:: WORK ITEM ::
Nothing is needed except the lines below that run from the one with "Return one point per instance of the orange" through the one with "Return one point per instance of the bush, each", repeated exactly.
::::
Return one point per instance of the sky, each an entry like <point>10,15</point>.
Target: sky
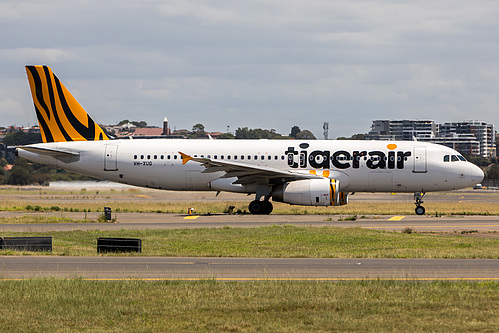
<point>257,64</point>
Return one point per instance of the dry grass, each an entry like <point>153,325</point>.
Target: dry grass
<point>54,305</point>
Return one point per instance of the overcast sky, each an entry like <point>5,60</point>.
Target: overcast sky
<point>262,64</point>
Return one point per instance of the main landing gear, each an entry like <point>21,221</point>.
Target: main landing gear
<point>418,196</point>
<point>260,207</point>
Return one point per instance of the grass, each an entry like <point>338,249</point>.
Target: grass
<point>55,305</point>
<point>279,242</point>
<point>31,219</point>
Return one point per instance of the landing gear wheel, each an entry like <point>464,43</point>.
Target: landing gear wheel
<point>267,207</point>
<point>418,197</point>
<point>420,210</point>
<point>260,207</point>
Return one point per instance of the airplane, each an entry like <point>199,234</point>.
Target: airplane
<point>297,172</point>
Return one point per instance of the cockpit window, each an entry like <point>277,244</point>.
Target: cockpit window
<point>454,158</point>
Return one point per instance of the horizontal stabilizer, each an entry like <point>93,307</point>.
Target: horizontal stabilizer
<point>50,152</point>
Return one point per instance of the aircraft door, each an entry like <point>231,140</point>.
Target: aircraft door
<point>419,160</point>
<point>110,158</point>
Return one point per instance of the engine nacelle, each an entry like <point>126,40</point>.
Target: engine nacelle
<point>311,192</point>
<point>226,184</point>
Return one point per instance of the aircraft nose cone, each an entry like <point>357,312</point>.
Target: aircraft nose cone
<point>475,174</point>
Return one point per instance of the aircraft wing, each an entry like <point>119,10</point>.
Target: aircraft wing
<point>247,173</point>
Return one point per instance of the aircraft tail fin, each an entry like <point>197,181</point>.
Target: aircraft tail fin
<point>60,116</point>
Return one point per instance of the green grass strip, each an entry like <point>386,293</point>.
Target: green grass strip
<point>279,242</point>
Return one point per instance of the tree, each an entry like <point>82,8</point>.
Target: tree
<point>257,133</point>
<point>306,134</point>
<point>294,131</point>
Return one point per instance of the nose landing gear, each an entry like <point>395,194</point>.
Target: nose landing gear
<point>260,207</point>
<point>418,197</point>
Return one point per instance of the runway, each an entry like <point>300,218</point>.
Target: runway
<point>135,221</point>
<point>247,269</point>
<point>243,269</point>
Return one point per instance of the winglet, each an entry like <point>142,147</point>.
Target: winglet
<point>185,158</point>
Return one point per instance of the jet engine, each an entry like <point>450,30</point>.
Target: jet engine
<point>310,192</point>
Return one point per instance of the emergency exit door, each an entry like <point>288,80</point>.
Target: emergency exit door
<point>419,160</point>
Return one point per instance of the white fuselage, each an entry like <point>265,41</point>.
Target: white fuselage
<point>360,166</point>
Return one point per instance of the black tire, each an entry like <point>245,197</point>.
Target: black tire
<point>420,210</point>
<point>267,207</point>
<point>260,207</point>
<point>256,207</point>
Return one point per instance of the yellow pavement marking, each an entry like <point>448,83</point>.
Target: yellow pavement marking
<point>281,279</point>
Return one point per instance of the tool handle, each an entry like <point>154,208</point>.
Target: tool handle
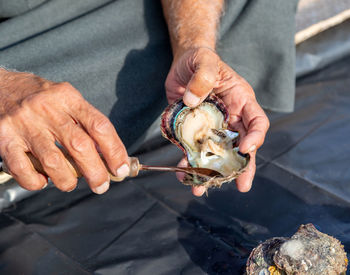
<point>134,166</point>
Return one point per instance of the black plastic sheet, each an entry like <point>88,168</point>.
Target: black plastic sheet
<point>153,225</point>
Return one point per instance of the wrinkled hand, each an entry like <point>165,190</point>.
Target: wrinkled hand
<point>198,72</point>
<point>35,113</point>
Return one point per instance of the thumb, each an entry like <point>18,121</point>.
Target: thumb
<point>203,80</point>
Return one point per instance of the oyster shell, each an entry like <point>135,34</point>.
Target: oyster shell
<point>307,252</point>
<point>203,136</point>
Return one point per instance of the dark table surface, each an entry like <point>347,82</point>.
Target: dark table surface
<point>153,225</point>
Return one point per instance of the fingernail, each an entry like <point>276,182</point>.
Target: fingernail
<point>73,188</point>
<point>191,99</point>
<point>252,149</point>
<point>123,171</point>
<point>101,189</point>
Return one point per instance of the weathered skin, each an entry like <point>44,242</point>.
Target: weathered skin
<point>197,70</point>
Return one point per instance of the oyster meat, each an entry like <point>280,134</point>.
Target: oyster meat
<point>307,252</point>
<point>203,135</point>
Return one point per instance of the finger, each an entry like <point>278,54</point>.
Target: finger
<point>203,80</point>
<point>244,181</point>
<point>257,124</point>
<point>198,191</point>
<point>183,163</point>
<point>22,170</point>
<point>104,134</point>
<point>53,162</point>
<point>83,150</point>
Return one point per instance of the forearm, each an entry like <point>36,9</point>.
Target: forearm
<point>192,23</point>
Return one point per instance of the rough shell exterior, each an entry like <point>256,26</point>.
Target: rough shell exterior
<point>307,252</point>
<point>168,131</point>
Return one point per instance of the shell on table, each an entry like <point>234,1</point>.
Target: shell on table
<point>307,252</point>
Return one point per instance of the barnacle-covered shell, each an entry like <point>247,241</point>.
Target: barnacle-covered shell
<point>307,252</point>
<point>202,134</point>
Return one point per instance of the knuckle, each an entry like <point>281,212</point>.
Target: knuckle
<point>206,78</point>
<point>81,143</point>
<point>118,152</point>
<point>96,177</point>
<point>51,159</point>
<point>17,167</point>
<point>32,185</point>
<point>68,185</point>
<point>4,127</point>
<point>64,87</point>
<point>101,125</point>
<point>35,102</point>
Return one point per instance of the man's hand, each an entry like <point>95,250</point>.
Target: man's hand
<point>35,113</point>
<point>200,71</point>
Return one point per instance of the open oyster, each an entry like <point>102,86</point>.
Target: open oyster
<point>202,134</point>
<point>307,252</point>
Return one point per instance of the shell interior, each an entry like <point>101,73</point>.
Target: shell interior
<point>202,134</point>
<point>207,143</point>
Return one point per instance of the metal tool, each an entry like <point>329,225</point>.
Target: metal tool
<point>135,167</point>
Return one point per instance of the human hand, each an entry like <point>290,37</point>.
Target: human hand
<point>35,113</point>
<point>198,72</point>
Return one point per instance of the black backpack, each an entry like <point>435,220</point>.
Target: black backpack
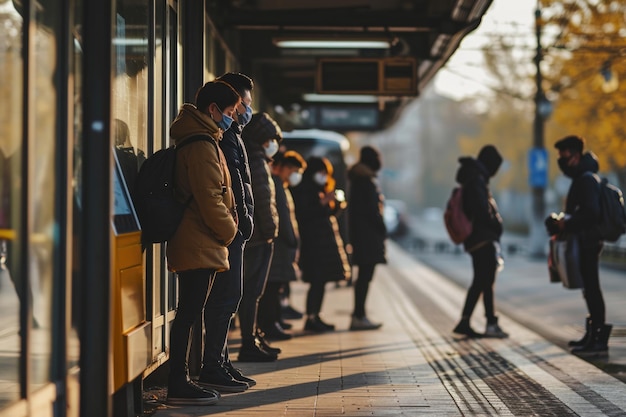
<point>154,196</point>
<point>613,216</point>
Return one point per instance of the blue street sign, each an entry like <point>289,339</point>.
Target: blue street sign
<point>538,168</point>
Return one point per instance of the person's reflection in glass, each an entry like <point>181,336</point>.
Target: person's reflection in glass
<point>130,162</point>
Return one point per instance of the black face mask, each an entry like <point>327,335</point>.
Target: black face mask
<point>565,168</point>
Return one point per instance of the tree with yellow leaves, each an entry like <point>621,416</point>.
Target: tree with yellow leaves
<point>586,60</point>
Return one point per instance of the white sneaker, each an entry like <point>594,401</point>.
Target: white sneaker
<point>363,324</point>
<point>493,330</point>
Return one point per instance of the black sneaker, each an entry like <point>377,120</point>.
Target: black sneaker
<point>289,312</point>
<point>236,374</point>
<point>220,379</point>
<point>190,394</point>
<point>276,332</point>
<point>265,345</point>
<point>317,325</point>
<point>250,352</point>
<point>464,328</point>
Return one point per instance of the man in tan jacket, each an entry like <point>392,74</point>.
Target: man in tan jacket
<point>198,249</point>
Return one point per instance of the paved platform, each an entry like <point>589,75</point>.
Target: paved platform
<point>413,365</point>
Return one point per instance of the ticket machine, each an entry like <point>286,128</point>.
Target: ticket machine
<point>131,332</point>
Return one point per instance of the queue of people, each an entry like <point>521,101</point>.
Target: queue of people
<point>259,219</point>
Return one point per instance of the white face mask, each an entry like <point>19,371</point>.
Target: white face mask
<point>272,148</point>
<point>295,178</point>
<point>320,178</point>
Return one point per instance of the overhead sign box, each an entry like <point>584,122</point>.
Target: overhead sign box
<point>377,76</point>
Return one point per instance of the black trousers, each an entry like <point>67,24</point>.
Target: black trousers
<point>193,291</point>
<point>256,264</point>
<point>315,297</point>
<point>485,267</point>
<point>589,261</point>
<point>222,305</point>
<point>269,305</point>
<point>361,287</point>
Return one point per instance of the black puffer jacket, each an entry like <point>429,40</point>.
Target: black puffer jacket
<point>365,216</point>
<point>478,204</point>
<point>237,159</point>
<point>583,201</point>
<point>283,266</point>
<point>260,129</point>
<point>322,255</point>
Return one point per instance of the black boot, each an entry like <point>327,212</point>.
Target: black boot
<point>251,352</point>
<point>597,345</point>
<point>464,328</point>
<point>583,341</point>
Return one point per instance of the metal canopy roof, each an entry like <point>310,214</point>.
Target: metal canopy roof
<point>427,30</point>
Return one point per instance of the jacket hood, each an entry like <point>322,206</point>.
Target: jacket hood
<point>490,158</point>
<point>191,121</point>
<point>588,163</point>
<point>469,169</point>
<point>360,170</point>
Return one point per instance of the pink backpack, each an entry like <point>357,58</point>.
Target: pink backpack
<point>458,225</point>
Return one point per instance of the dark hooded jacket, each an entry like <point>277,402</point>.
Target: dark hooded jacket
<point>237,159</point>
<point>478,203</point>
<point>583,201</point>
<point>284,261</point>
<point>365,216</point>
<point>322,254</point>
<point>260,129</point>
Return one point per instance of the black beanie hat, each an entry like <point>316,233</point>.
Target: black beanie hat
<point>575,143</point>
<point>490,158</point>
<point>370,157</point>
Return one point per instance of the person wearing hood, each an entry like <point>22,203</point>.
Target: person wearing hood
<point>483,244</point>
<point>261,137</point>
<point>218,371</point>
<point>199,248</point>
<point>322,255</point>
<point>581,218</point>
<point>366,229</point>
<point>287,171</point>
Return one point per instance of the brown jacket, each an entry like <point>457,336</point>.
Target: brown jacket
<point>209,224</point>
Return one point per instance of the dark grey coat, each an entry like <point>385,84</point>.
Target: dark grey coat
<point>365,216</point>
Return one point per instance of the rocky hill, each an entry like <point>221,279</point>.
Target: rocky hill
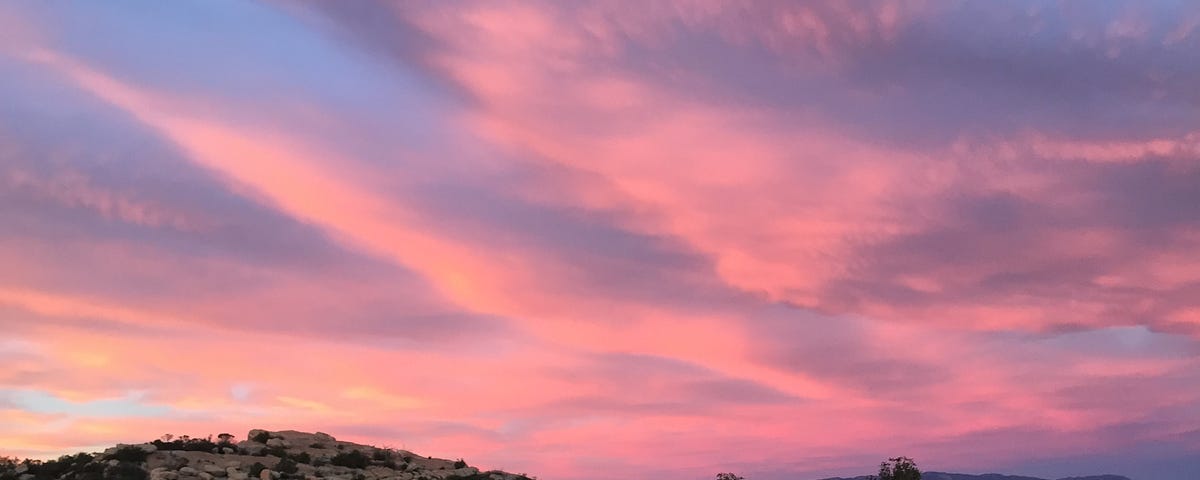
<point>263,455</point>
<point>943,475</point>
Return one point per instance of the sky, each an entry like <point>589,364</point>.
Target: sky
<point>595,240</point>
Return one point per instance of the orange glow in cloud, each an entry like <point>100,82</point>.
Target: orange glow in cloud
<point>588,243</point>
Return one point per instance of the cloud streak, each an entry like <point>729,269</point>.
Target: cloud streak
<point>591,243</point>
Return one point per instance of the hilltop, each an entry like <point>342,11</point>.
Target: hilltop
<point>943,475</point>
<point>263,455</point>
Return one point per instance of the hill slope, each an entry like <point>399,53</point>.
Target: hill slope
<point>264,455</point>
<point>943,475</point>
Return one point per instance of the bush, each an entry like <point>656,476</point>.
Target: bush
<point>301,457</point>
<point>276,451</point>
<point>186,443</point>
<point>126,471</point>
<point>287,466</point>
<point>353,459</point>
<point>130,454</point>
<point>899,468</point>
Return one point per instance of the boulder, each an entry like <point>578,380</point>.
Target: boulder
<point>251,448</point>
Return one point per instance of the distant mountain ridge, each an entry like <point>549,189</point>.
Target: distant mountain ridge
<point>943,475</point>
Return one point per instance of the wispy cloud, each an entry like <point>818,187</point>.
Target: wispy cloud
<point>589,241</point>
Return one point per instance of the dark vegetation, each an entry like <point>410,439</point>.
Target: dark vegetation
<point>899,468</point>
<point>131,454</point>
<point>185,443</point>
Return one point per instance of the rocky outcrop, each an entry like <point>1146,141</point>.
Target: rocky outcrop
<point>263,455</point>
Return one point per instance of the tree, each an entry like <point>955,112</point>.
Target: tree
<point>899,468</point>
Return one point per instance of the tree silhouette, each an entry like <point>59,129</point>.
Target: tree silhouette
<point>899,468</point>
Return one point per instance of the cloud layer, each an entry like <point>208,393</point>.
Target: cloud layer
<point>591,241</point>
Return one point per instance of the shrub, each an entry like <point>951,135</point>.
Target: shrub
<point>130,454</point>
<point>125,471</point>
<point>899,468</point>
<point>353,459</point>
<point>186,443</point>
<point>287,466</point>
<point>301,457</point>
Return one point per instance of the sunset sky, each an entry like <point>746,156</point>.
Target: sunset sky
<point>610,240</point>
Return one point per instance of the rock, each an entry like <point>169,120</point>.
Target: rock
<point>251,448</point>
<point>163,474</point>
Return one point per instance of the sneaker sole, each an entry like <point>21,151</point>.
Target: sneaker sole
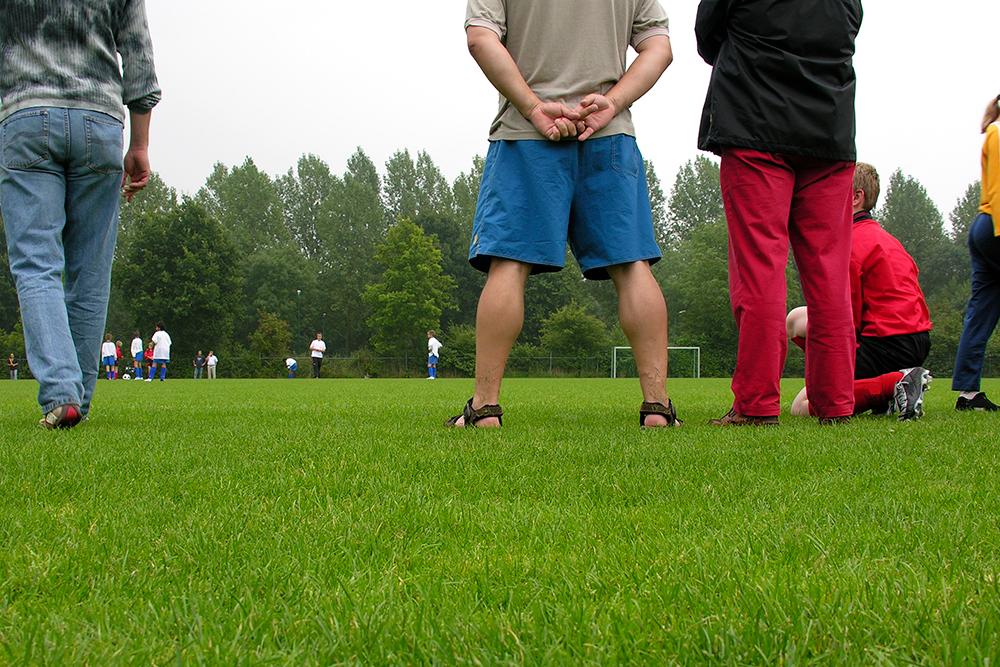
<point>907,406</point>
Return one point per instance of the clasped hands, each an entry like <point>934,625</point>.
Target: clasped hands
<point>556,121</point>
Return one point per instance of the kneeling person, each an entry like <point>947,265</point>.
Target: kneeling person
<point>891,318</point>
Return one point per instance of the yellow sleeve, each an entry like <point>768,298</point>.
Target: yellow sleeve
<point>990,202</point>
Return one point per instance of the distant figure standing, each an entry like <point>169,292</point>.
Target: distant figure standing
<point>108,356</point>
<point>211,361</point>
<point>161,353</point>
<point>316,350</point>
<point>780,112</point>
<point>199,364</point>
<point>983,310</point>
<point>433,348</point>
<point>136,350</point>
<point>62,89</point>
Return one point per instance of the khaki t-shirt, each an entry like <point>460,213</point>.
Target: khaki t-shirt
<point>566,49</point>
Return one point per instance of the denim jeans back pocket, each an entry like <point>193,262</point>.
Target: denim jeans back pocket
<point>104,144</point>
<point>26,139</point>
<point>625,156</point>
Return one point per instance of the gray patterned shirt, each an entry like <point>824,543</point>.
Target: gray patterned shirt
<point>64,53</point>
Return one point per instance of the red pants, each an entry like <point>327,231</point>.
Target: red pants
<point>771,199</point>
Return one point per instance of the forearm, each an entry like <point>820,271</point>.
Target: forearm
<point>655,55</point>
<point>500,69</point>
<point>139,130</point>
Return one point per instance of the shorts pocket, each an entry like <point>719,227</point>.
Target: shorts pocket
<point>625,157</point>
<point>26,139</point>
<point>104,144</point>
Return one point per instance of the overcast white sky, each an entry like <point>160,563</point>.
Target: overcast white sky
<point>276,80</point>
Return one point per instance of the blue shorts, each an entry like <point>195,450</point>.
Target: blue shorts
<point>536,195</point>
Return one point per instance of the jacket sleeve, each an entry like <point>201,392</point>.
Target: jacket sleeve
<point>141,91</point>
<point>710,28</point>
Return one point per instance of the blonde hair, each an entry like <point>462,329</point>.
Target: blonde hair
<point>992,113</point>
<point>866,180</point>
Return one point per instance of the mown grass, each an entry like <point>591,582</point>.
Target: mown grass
::::
:: WRITTEN RESPONSE ::
Return one point per instance of the orange glow in cloud, each an entry like <point>100,82</point>.
Target: orange glow in cloud
<point>588,243</point>
Return one point per instance of the cloud streak, each an entry like <point>729,269</point>.
Target: cloud streak
<point>591,243</point>
Return one point per instance of the hilltop, each an entry like <point>342,11</point>.
Target: hilltop
<point>943,475</point>
<point>263,455</point>
Return one point per instance of the hill slope, each an entry like <point>399,53</point>.
Target: hill slope
<point>264,455</point>
<point>943,475</point>
Return one point per instance of the bush, each an entry like <point>656,476</point>.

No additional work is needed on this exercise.